### WORK ORDER
Write out every line below that includes the word "vela".

[Recorded data]
[Start of Attachment]

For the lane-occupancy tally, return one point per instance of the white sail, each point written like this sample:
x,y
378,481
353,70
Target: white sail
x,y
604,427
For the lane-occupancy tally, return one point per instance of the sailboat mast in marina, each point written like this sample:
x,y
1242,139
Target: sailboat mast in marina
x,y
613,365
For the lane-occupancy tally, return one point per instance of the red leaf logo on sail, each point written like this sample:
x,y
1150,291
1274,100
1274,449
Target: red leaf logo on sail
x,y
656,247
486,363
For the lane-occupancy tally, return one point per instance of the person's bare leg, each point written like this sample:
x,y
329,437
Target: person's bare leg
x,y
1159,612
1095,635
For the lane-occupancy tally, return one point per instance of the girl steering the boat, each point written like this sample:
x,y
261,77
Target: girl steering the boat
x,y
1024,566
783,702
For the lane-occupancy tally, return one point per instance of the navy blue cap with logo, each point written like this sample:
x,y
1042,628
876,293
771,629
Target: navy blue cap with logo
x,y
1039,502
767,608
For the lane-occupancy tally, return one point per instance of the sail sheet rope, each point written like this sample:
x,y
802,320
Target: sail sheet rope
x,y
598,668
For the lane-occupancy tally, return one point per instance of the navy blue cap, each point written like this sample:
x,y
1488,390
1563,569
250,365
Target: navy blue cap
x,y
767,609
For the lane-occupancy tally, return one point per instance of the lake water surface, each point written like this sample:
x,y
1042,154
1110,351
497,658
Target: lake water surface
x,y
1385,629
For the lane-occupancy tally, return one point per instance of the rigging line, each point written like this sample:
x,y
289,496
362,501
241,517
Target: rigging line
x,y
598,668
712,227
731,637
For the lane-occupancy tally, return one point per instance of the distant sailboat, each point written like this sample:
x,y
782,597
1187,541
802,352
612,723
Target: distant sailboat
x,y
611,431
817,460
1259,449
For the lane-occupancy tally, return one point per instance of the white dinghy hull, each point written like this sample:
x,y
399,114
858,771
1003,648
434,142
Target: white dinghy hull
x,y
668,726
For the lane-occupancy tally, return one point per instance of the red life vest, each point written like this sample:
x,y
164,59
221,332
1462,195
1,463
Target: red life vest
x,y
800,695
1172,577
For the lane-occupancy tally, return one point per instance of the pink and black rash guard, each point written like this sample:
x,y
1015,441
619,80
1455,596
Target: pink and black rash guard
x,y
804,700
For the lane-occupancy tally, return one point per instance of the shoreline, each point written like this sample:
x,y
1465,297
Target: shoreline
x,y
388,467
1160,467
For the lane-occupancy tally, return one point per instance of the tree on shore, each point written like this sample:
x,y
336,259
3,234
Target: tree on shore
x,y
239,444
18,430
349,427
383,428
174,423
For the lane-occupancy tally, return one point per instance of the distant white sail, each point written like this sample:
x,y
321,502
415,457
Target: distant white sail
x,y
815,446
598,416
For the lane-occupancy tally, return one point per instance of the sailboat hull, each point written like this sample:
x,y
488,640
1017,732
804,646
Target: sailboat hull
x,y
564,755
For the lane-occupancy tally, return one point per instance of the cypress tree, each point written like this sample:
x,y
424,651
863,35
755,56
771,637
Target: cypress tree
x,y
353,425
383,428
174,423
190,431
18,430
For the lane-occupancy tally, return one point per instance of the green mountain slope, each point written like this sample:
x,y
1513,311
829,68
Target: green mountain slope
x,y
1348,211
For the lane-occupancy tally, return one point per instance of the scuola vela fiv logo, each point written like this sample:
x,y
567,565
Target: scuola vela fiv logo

[End of Attachment]

### FINAL ANSWER
For the lane-occupancy tally, return one point per instance of the scuola vela fiv logo, each point written like this sample:
Target: scuola vela fiv logo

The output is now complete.